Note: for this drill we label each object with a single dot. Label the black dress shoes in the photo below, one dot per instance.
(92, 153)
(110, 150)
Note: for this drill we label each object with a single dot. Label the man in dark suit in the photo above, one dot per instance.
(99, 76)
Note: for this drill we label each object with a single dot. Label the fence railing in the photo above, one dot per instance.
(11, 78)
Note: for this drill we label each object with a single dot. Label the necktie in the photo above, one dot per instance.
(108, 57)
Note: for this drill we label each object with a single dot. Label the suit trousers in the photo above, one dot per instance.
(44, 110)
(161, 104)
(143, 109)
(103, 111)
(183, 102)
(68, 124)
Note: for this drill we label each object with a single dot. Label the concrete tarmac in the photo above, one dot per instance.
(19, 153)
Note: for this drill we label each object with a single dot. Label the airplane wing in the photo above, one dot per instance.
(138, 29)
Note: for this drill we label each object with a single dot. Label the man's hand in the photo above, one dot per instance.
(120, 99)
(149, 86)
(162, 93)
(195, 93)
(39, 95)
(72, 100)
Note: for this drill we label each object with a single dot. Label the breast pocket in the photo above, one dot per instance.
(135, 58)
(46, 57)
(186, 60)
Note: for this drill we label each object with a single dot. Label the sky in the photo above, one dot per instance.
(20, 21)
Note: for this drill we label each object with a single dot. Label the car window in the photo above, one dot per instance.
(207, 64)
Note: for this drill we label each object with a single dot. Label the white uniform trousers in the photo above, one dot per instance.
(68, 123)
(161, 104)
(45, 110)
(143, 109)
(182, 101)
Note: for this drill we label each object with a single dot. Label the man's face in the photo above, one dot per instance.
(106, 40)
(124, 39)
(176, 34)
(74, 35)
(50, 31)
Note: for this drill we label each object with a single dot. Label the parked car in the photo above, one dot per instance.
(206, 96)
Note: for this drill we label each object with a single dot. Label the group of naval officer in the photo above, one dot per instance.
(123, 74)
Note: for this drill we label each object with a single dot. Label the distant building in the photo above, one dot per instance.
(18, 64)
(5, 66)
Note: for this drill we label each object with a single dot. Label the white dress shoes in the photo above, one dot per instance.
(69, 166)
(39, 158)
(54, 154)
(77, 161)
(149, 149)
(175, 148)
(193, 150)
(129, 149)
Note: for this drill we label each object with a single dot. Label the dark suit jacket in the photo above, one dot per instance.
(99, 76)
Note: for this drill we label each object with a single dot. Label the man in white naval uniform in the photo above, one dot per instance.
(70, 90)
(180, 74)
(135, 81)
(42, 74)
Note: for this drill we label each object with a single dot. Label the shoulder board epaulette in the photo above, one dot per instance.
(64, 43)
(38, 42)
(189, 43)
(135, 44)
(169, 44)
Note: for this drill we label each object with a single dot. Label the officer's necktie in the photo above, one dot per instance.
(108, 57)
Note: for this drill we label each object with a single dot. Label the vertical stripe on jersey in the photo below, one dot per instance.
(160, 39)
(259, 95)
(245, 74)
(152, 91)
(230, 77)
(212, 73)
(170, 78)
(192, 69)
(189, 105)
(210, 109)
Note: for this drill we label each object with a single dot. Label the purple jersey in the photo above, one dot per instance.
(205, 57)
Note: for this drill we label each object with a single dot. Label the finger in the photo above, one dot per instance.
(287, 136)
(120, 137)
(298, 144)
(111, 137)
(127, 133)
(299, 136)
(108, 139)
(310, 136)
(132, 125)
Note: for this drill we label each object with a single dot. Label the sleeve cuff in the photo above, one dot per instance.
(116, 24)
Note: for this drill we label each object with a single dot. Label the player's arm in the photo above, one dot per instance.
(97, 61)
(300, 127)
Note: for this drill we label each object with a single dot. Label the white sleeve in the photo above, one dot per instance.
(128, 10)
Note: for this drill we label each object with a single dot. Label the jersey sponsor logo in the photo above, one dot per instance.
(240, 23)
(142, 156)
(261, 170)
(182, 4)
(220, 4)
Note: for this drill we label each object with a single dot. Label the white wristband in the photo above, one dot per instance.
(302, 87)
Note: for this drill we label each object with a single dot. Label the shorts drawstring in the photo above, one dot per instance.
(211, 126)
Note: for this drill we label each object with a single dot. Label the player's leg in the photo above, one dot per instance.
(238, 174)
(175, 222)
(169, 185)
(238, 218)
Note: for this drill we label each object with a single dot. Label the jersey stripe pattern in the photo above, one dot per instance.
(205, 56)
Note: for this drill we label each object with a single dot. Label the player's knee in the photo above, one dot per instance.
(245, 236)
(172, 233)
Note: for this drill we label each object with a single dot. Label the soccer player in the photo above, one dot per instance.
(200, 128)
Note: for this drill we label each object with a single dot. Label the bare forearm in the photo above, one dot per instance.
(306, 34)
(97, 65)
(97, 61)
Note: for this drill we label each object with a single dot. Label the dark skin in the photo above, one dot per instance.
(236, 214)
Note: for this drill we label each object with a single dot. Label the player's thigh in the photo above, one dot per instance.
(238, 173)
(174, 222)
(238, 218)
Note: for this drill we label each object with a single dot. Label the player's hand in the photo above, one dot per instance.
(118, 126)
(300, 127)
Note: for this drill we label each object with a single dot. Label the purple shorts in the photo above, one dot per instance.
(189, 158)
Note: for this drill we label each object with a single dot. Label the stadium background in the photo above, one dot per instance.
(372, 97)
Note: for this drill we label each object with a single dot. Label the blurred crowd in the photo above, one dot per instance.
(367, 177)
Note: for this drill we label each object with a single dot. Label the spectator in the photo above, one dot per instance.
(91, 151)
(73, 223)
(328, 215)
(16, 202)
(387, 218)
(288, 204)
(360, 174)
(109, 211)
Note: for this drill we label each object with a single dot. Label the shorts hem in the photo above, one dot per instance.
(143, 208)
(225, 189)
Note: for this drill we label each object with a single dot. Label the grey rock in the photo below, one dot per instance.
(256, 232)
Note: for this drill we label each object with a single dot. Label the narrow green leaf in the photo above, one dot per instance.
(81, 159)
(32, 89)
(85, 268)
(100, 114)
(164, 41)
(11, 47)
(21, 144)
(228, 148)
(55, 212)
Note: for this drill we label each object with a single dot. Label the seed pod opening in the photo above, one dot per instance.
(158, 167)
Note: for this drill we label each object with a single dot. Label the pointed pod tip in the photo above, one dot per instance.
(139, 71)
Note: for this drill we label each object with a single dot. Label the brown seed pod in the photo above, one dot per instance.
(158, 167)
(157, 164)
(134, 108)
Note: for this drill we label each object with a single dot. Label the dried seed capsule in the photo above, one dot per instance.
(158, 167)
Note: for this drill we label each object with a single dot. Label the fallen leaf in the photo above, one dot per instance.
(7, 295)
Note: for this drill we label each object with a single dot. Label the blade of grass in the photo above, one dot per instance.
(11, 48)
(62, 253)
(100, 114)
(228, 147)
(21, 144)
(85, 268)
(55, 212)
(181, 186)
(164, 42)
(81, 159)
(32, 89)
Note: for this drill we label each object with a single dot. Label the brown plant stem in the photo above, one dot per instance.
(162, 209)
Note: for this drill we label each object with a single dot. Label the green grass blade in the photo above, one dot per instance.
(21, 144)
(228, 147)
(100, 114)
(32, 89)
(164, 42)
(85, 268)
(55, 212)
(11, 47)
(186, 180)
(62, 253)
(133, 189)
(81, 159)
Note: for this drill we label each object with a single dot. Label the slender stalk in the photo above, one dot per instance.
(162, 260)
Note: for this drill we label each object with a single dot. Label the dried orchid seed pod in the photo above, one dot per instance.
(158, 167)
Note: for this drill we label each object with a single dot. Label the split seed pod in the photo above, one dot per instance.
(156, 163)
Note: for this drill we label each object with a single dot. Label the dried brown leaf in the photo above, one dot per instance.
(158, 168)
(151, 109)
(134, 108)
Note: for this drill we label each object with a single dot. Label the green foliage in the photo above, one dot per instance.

= = = =

ABOUT THIS EXERCISE:
Each line above needs to be written out again exactly.

TASK SOLUTION:
Note: for this drill we label each object with a single dot. Label the black dress shoes in the photo below, one dot per instance.
(92, 153)
(110, 150)
Note: for this drill we label each object with a single dot. Label the man in dark suit in the photo above, one dot per instance.
(99, 76)
Note: for this drill we label each object with a single dot. Label the fence railing in the photo above, one dot per instance.
(11, 78)
Note: for this drill we label each object with a single dot. Label the necktie in the photo above, one dot per instance.
(108, 57)
Note: for this drill we label each object with a single dot. Label the suit trousers in the photo above, one dot per instance.
(44, 110)
(161, 104)
(143, 109)
(103, 111)
(183, 102)
(68, 124)
Note: for this drill we label each object with a single dot. Label the concrete tarmac in the photo above, one dot per instance.
(19, 153)
Note: for this drill we label each object with a single dot. Label the airplane wing in the photo above, one dot per instance.
(138, 29)
Note: for this drill we label each object with a single dot. Label the man's hand in the photo above, one dot per instance.
(120, 99)
(149, 86)
(162, 93)
(195, 93)
(39, 95)
(72, 100)
Note: for this drill we label each object with a single dot. Label the breast pocket in the photo above, one dot per instance.
(135, 58)
(46, 57)
(186, 60)
Note: for this drill we label each object with a single dot. Label the sky in the photo above, one dot per instance.
(20, 21)
Note: for this drill we label each object with a single dot. Label the car window in the photo above, one dot per instance.
(207, 64)
Note: for this drill we label each object with a single dot. Label the white uniform trousers in the photo above, one dot per instance.
(68, 123)
(161, 104)
(45, 110)
(143, 109)
(182, 101)
Note: for this drill we label each object with a single dot. Label the man's face in the photo above, one dot per instance.
(106, 40)
(124, 39)
(176, 34)
(74, 35)
(50, 31)
Note: for this drill we label each object with a single dot. Label the parked car in the photo above, one dot per instance.
(206, 96)
Note: for this drill we label each object with a single dot. Label the group of naval officer in the photo above, one dot per instance.
(123, 74)
Note: for this drill we label each object with a single dot. Label the distant building in the photo above, one dot per instance.
(18, 64)
(5, 66)
Note: for this drill we label each object with a single dot. Label the white dress shoes in the photo above, one dot per instance.
(69, 166)
(39, 158)
(54, 154)
(77, 161)
(149, 149)
(175, 148)
(193, 150)
(129, 149)
Note: for this drill we label each object with a single dot. Label the dark suit jacket in the photo above, one dot per instance.
(99, 76)
Note: for this drill we label each object with a single dot. Label the man in white naval uniform in the photo above, one dot per instance.
(70, 90)
(180, 74)
(135, 81)
(42, 74)
Note: for this drill we label each object with a single dot. Label the shoulder board epaulette in the photo above, one dot per instance.
(64, 43)
(38, 42)
(189, 43)
(135, 44)
(169, 44)
Note: for this drill we label each object with a single dot. Label the officer's necktie in the photo above, one dot per instance.
(108, 57)
Note: for this drill we label each object with a single dot. Label the vertical stripe on jersey in the photo below, one dot per instance.
(160, 39)
(259, 95)
(245, 74)
(152, 91)
(230, 77)
(212, 73)
(170, 78)
(192, 69)
(189, 105)
(210, 109)
Note: for this drill we label each object with a single dot. Label the purple jersey in the photo above, one dot per instance.
(205, 57)
Note: for this drill we label each object with a single dot. Label the finger in the photo above, one dot per instance.
(287, 136)
(120, 137)
(298, 144)
(111, 137)
(127, 133)
(299, 136)
(108, 139)
(310, 136)
(132, 125)
Note: for this drill we label each object with a single dot. Label the sleeve cuff in the photo above, one dot per instance.
(116, 24)
Note: for this drill we label each object with a single dot. Label the player's arm in the photo above, one dot per instance.
(97, 61)
(300, 127)
Note: for this drill we label each object with a single dot. Label the white sleeve in the photo above, one dot per instance.
(128, 10)
Note: for this drill we label each object with a single dot. Label the jersey sponsor logo in the photo above, one dot per instance.
(240, 23)
(142, 156)
(261, 170)
(182, 4)
(220, 4)
Note: for this drill we label each object with a single dot. Label the white wristband in the photo above, one dot per instance.
(302, 87)
Note: for this drill we label each object with a single dot. Label the shorts drawstring in the photo above, one dot per instance.
(211, 126)
Note: for this drill we label each object with a single dot. Label the player's leg in the photo above, one dot per instance.
(238, 174)
(175, 222)
(169, 185)
(238, 218)
Note: for this drill we label each object with a single dot. Label the jersey stripe pattern in the photo above, one dot per instance.
(205, 56)
Note: for this drill we label each object with a single dot. Label the player's knee in the photo above, one dot per instance.
(245, 236)
(172, 233)
Note: for this drill we label each object with a single dot. Label the soccer player in the photo above, one dot per instance.
(200, 128)
Note: for this drill we label each object with a single dot. Label the bare forearm in the photo above, one dot per instance.
(306, 34)
(97, 65)
(97, 61)
Note: for this drill we label each object with a single dot. Label the dark skin in the photo above, one dot per instance.
(236, 214)
Note: for this drill we label each object with a single dot. Label the player's thigh in the photo above, one dot per instance.
(238, 173)
(174, 222)
(238, 218)
Note: for this drill we label each object with a single dot. Label the player's hand in the photo above, one dot per instance.
(118, 126)
(300, 127)
Note: for this drill we label each object with a single dot. Label the purple shorts in the photo above, one dot per instance.
(189, 158)
Note: for this drill we label each object with a single dot. Label the stadium background in the photo above, one dot per instance.
(372, 97)
Note: for this drill we label each object with a single dot. Label the blurred crowd in the photo above, one dot per instance.
(367, 177)
Note: for this drill we label each object with a single dot. Label the spectator in the photo above, one dot per instance.
(91, 151)
(73, 223)
(328, 215)
(16, 202)
(387, 218)
(288, 204)
(360, 174)
(109, 211)
Note: for this drill we label each object with a single dot. Label the shorts hem in the photo above, one dot per instance.
(143, 208)
(225, 189)
Note: for this drill we label each object with a single dot. Label the grey rock in the photo below, one dot per instance.
(256, 232)
Note: for this drill we label each object with a single dot. Label the narrow green leaf in the photo above, one dot per instance.
(81, 159)
(32, 89)
(85, 268)
(100, 114)
(164, 41)
(11, 47)
(21, 144)
(228, 148)
(55, 212)
Note: for this drill we label each object with a single dot. Label the seed pod opening in the photo above, one dot per instance.
(158, 167)
Note: for this drill we label each object with a single dot. Label the pointed pod tip in the photo above, one dot per instance.
(139, 71)
Note: for this drill we label each object with a single dot. Label the brown seed pod in the photo above, one dot per instance.
(158, 167)
(157, 164)
(134, 108)
Note: for this drill we label each object with a single dot. Label the dried seed capsule in the photo above, one dot per instance.
(158, 167)
Note: for this drill we label each object with a single dot. Label the fallen leaf in the photo above, one dot per instance.
(7, 295)
Note: for this drill we label each object with a single dot. Label the blade of grass in the photo above, one dot per instance.
(11, 48)
(62, 253)
(100, 114)
(228, 147)
(21, 144)
(85, 268)
(55, 212)
(181, 186)
(164, 42)
(81, 159)
(32, 89)
Note: for this drill we label each object with a single dot. Label the brown plant stem in the photo above, one dot per instance.
(162, 209)
Note: for this drill we label each object with a single dot. Label the green grass blade in the photo above, one dot per instance.
(21, 144)
(228, 147)
(100, 114)
(32, 89)
(164, 42)
(85, 268)
(55, 212)
(11, 47)
(186, 180)
(62, 253)
(133, 189)
(81, 159)
Note: for this drill we label each object with a single dot. Label the slender stalk in the photo above, one dot per instance.
(162, 260)
Note: for this drill we label each object with a single dot. Label the dried orchid seed pod in the photo above, one dot per instance.
(158, 167)
Note: for this drill we label each object with a single dot. Label the split seed pod in the photo above, one dot per instance.
(156, 163)
Note: for this drill we label each object with a single dot. Label the dried brown leaf in the photo above, one dot per instance.
(158, 168)
(151, 109)
(134, 108)
Note: for this drill we label each object with a single dot. Label the green foliage in the photo above, one dot per instance.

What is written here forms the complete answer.